▶ [AUFGABENSTELLUNG]:
**1)** Übertrage aus dem Quelltext den Abschnitt von „Literaturverzeichnis“ bis einschließlich „eingetreten zu sein.“ wortgetreu.
**2)** Auf welchem Atoll fand laut Quelltext die große Atombomben-Testserie statt?
**3)** Nenne die Titel aller nummerierten Hauptkapitel, die im Inhaltsverzeichnis des Quelltextes aufgeführt sind.

▶ [QUELLTEXT]:
====

De Gaulles langer Schatten – Frankreichs gespaltenes Verhältnis zur NATO


Seminar Paper, 2001

24 Pages, Grade: sehr gut


Excerpt


Inhalt

1. Einleitung

2. De Gaulle, Souveränität und Unabhängigkeit

3. Frankreich und die USA: Gegenspieler?

4. Der Austritt aus dem militärischen Arm der NATO
4.1 Differenzen in der Allianz in den 60er-Jahren
4.2 Frankreichs schleichende Distanzierung
4.3 „Der Coup gegen die NATO“

5. Frankreich und die Allianz zwischen 1966 und 1997
5.1 Erste Annäherungsversuche
5.2 Intensive Zusammenarbeit nach de Gaulle

6. NATO-Reform: Die Chance zur Rückkehr Frankreichs

7. Schlussbetrachtung

Literaturverzeichnis

1. Einleitung

Als 1994 Jacques Chirac Präsident der Französischen Republik wurde, war eine seiner ersten Amtshandlungen eine große Atombomben-Testserie auf dem zu Frankreich gehörenden Mururoa-Atoll. Die europäischen Partner, zumindest die Mehrheit der eher pazifistisch geprägten Bevölkerung war empört, glaubte man doch, nach der erst vier Jahre alten Überwindung des alten Blocksystems der Welt nun in eine immerwährende Periode des Friedens eingetreten zu sein.

====

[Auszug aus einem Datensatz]
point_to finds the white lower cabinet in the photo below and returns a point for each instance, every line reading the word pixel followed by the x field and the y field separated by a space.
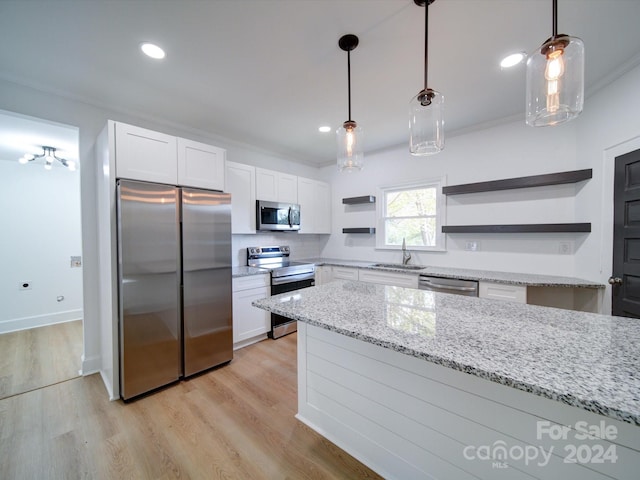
pixel 388 278
pixel 324 274
pixel 250 324
pixel 501 291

====

▶ [LÖSUNGEN]:
**1)**
Literaturverzeichnis

1. Einleitung

Als 1994 Jacques Chirac Präsident der Französischen Republik wurde, war eine seiner ersten Amtshandlungen eine große Atombomben-Testserie auf dem zu Frankreich gehörenden Mururoa-Atoll. Die europäischen Partner, zumindest die Mehrheit der eher pazifistisch geprägten Bevölkerung war empört, glaubte man doch, nach der erst vier Jahre alten Überwindung des alten Blocksystems der Welt nun in eine immerwährende Periode des Friedens eingetreten zu sein.

**2)** Auf dem zu Frankreich gehörenden Mururoa-Atoll.

**3)**
1. Einleitung
2. De Gaulle, Souveränität und Unabhängigkeit
3. Frankreich und die USA: Gegenspieler?
4. Der Austritt aus dem militärischen Arm der NATO
5. Frankreich und die Allianz zwischen 1966 und 1997
6. NATO-Reform: Die Chance zur Rückkehr Frankreichs
7. Schlussbetrachtung